### [Document text]
=-=-=-=-=

Default AWS Credential Chain (Recommended)
The default credential chain automatically searches for credentials in the following order:
- Environment variables (
AWS_ACCESS_KEY_ID,AWS_SECRET_ACCESS_KEY,AWS_SESSION_TOKEN) - The shared credentials file (
~/.aws/credentialson Unix,%USERPROFILE%\.aws\credentialson Windows) - The shared configuration file (
~/.aws/config) - IAM role credentials (when running on EC2, ECS, Lambda, or other AWS services)
Configuration:
services.AddS3StorageProvider(options =>
{
options.UseDefaultCredentialChain = true;
options.DefaultRegion = RegionEndpoint.USEast1;
});
Environment Variables:
export AWS_ACCESS_KEY_ID=your_access_key_id
export AWS_SECRET_ACCESS_KEY=your_secret_access_key
export AWS_DEFAULT_REGION=us-east-1
Explicit Credentials
You can provide explicit credentials via S3StorageProviderOptions:
services.AddS3StorageProvider(options =>
{
options.DefaultCredentials = new BasicAWSCredentials("accessKey", "secretKey");
options.DefaultRegion = RegionEndpoint.USEast1;
options.UseDefaultCredentialChain = false;
});
⚠️ Security Warning: Avoid passing credentials in URIs in production code. URIs may be logged, displayed in error messages, or stored in configuration files. Use the credential chain instead.
S3-Compatible Endpoints
The S3 storage provider supports S3-compatible storage services such as MinIO and LocalStack.
MinIO
MinIO is a high-performance, S3-compatible object storage system.
Configuration:
services.AddS3StorageProvider(options =>
{
options.ServiceUrl = new Uri("http://localhost:9000");
options.ForcePathStyle = true;
options.DefaultRegion = RegionEndpoint.USEast1;
});
URI Example:
var uri = StorageUri.Parse("s3://my-bucket/data/file.csv?serviceUrl=http://localhost:9000&pathStyle=true");
LocalStack
LocalStack provides a fully functional local AWS cloud stack for testing.

=-=-=-=-=

### [Information supplied]
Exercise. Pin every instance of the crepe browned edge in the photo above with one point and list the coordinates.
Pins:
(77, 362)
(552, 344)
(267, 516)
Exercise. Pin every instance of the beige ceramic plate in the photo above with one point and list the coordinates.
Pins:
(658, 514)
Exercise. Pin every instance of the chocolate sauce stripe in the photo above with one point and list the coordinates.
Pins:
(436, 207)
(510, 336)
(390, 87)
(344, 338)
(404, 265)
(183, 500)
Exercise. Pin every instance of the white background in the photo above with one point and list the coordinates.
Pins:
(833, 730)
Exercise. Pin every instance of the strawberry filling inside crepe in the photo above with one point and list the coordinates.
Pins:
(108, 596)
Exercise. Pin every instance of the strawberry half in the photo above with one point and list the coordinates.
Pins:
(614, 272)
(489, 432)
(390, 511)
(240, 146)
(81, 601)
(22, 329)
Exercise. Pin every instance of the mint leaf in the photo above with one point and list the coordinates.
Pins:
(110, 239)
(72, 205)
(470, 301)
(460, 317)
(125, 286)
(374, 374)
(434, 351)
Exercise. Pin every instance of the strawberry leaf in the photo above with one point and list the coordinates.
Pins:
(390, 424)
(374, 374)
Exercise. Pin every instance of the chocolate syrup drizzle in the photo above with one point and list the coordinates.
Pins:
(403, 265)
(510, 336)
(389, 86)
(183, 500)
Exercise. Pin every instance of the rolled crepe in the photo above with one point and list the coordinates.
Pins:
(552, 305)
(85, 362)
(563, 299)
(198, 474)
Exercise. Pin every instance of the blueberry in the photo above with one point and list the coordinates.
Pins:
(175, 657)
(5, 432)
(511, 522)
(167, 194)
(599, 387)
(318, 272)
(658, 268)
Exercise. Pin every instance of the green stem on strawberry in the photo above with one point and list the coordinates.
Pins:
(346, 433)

=-=-=-=-=

Reproduce word for word the passage of the AWS credentials text from "S3-Compatible Endpoints" to "object storage system.". The records were taken from a separate source.

### [Full output]
S3-Compatible Endpoints
The S3 storage provider supports S3-compatible storage services such as MinIO and LocalStack.
MinIO
MinIO is a high-performance, S3-compatible object storage system.